→ DOCUMENT PASSAGE

◇ ◇ ◇

It's a deeply felt conviction among liberals that they
are the caring party. It's not too much to say that liberals are quite
confident that they are nicer, more moral people than conservatives.
It must require truly titanic powers of denial for the
"moral" and "compassionate" party to maintain its position
on abortion -- a position that leads them into some macabre rationalizations.
Consciences among the morally superior party are agreeably quiescent.
But recent headlines have not been similarly
cooperative. In Florida, the legislature is considering a variant of the
"Born Alive Infants Protection Act," which would require that
abortionists provide medical assistance to infants who are
"accidentally" born alive and kicking during an abortion. (Then State
Senator Barack Obama vociferously opposed similar legislation in Illinois.)
Ms. Alisa LaPolt Snow, representing the Florida
Alliance of Planned Parenthood Affiliates, testified against the bill. Florida
representative Jim Boyd, apparently unsure that he had understood her
correctly, asked:
"So, um, it is just really hard for me to even
ask you this question because I'm almost in disbelief. If a baby is born on a
table as a result of a botched abortion, what would Planned Parenthood want to
have happen to that child that is struggling for life?"

◇ ◇ ◇

→ TASK SET
• A. Quote the opinion piece on abortion from "It must require" up to and including "legislation in Illinois.)".
• B. Please write what comes next in the opinion piece on abortion, picking up after the question the Florida representative asks.
The records are separate material, unrelated to the opinion piece on abortion.

→ Dataset entries
◇ ◇ ◇

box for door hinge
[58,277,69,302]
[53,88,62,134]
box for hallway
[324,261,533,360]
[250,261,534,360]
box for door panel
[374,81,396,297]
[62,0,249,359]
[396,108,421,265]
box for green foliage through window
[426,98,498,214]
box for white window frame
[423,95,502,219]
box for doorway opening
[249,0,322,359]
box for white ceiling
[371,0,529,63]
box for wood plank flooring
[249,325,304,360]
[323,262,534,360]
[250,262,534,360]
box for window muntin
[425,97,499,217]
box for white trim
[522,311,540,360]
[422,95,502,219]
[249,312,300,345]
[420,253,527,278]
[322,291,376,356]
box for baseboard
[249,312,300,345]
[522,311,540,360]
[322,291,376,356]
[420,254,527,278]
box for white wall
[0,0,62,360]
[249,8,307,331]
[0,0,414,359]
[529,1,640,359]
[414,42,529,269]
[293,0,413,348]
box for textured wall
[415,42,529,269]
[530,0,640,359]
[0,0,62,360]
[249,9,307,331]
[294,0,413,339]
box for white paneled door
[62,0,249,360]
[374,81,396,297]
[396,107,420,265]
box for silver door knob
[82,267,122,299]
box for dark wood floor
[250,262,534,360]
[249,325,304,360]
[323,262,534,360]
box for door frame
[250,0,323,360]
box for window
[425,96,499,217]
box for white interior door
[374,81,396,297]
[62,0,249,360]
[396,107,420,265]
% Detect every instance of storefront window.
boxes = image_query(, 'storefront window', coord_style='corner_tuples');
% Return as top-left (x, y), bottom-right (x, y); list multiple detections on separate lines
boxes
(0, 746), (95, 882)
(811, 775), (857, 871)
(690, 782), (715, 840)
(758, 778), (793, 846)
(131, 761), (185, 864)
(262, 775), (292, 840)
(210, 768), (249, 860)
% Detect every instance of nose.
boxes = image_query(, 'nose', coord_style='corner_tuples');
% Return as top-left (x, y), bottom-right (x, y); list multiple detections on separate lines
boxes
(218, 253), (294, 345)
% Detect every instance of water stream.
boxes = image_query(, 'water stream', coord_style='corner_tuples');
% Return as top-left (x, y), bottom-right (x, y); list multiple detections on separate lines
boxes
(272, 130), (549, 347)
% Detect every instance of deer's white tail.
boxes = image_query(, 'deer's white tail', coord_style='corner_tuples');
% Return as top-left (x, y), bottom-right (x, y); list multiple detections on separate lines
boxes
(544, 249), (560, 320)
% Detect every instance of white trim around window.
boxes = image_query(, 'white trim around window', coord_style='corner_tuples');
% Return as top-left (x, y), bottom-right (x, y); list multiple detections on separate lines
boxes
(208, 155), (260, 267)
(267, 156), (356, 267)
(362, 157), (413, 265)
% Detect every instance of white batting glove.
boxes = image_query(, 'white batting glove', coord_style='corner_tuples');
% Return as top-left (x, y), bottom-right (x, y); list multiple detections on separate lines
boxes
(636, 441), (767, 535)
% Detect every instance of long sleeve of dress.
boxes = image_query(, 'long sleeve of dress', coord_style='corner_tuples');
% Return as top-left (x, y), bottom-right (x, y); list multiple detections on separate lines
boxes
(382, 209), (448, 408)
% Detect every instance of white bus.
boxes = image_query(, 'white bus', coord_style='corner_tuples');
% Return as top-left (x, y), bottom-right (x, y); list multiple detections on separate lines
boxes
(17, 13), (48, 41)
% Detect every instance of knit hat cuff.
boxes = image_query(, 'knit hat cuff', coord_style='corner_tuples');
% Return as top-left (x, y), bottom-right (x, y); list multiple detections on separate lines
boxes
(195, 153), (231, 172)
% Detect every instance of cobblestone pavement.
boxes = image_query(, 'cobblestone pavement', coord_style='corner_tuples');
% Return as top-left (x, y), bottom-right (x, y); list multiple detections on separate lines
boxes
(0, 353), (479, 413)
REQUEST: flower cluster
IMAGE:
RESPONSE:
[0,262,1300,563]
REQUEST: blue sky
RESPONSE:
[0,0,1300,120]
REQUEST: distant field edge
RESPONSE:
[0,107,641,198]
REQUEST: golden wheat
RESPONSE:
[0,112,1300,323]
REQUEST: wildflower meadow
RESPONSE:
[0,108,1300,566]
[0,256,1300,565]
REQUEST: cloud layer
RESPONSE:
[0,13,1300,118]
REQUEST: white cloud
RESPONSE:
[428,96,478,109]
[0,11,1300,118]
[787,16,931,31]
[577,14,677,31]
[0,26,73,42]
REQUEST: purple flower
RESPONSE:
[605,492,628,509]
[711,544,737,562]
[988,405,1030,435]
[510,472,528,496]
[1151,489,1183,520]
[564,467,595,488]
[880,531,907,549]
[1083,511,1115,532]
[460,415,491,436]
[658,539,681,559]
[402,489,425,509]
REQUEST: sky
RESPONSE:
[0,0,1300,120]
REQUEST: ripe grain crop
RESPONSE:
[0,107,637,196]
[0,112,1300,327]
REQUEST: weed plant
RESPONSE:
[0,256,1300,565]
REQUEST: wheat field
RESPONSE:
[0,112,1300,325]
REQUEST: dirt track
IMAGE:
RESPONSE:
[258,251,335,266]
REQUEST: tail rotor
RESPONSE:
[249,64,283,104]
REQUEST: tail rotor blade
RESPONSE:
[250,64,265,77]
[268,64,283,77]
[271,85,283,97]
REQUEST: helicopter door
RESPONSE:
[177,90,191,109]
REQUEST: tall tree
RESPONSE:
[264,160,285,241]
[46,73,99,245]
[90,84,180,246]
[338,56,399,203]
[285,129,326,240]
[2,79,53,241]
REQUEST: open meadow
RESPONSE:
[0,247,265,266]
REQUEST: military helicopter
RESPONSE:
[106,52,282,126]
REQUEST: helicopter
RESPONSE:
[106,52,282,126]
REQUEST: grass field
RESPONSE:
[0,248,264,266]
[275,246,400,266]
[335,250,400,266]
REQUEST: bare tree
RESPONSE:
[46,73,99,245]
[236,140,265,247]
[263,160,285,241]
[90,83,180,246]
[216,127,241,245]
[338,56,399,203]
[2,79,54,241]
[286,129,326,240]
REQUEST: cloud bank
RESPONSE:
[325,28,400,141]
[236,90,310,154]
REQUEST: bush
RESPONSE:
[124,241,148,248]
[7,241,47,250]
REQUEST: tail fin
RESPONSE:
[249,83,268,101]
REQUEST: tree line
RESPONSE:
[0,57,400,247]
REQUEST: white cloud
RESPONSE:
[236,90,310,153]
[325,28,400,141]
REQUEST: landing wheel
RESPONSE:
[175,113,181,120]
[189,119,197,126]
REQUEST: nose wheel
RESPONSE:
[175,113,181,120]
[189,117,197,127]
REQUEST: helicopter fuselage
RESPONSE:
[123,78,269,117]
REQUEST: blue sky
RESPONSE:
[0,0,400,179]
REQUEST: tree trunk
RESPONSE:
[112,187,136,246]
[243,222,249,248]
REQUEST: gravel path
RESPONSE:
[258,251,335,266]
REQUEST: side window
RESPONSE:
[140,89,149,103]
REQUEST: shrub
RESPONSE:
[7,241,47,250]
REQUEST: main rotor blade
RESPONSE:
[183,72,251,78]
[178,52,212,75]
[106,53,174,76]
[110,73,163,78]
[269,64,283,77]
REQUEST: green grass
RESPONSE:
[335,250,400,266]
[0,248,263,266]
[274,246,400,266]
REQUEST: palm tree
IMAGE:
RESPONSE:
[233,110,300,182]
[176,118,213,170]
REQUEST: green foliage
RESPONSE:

◇ ◇ ◇

→ RESPONSES BY TASK
• A.
It must require truly titanic powers of denial for the
"moral" and "compassionate" party to maintain its position
on abortion -- a position that leads them into some macabre rationalizations.
Consciences among the morally superior party are agreeably quiescent.
But recent headlines have not been similarly
cooperative. In Florida, the legislature is considering a variant of the
"Born Alive Infants Protection Act," which would require that
abortionists provide medical assistance to infants who are
"accidentally" born alive and kicking during an abortion. (Then State
Senator Barack Obama vociferously opposed similar legislation in Illinois.)

• B.
Ms. Snow responded that her organization
"believes that any decision that's made should be left up to the woman,
her family and the physician." In short, as the Weekly Standard
summarized, Florida Planned Parenthood is in favor of "post-birth
abortion." This is consistent with the position of the president of the
United States and most members of the caring party.
Ms. Snow was asked why she didn't support simply
transporting a breathing, moving infant to a hospital where he or she would
have the best chance of survival. Snow developed a sudden concern for ambulance
convenience: "(T)hose situations where it is in a rural health care
setting, the hospital is 45 minutes or an hour away, that's the closest trauma
center or emergency room. You know there's just some logistical issues involved
that we have some concerns about." Really? Logistical concerns?
So if a baby is brought to a rural clinic suffering
from, say, meningitis, and the nearest trauma center is 45 minutes away, does
Planned Parenthood have "concerns" about the "logistical
issues" involved? Or does Planned Parenthood stand for the principle that
when a woman chooses abortion, she is entitled to a dead baby?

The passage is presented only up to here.